As a club, Celtic have more about them than most. The songs, the atmosphere and the solidarity goes deeper than football and, indeed, has kept us going when we were rubbish in the past. A long-term plan for success will mean bumps on the path towards a general upwards trajectory that can see the club become something and bigger. We think we are unique and we think that we have an identity that nobody else does. It’s both true and untrue. If it is true, it is the fans who make it so. It’s incumbent on the fans to celebrate Celtic regardless of results, because they believe in Celtic and where it is going.

2 COMMENTS

  1. Celtic are (as you bring to our attention) a fish in a very cold small pond, and if they wish to mature into captains of the sport they contend within.The time for a revolution is now.
    As much as I agree with most of what you type, somewhere I the back of my brain, the quotes of the teams (yes good, bad, desperate) of yesteryear appear, I do see Celtic through Emerald Green Glasses, as a fan of Celtic I have seen more pish negative defencive, derisive football played as of late. Celtic way or not. I like a bit of Jinky Johnstone, cavalier football, played. But not this defend, slot it to Calum or
    Wee jerimie, attack, attack ohh fuc& they have caught Celtic on the break and scored. You would think it never happened and Celtic would learn from their mistakes. Well they don’t. A team is only as good as its parts, baby steps into walking to betterment of balance and running (all with or without the ball!!) A stout defence is only good, if you have players who can master the art to take the ball into the openents half and either thread a pass or continue on, find a more apt attacking option to score, that opens up to them. Celtic have shown nothing like that lately and get stuck (and booted fuc&en back) into midfield or caugh to high up the field. As said Celtic need urgent new rules and players who know their place within the team. And they don’t take take a master of footballing ways, to dig out a dirty, sloppy win. Those days are as distant. Football has moved on (I think).

    Celtic (like most Uk based teams) have their best years in front of them. Behind is for wiping when you finish.

* Problem to solve:
According to the passage about Celtic, what goes deeper than football? List every item it names. The lines that follow have no connection to the passage about Celtic.

[Annotation dataset records]
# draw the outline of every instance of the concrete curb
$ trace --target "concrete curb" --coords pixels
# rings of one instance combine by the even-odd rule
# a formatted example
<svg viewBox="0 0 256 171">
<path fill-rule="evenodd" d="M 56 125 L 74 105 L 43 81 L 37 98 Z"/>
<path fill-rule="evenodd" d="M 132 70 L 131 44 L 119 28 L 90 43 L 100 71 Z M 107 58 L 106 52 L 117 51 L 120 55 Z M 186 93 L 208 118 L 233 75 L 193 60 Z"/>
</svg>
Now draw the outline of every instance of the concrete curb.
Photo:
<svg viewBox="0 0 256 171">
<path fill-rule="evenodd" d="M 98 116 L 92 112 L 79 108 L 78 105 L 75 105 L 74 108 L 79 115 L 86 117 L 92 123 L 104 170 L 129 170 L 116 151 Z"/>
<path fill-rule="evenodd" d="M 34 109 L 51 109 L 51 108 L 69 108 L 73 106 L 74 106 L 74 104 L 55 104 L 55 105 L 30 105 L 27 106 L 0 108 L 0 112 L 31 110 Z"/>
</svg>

* Reply:
The songs, the atmosphere and the solidarity.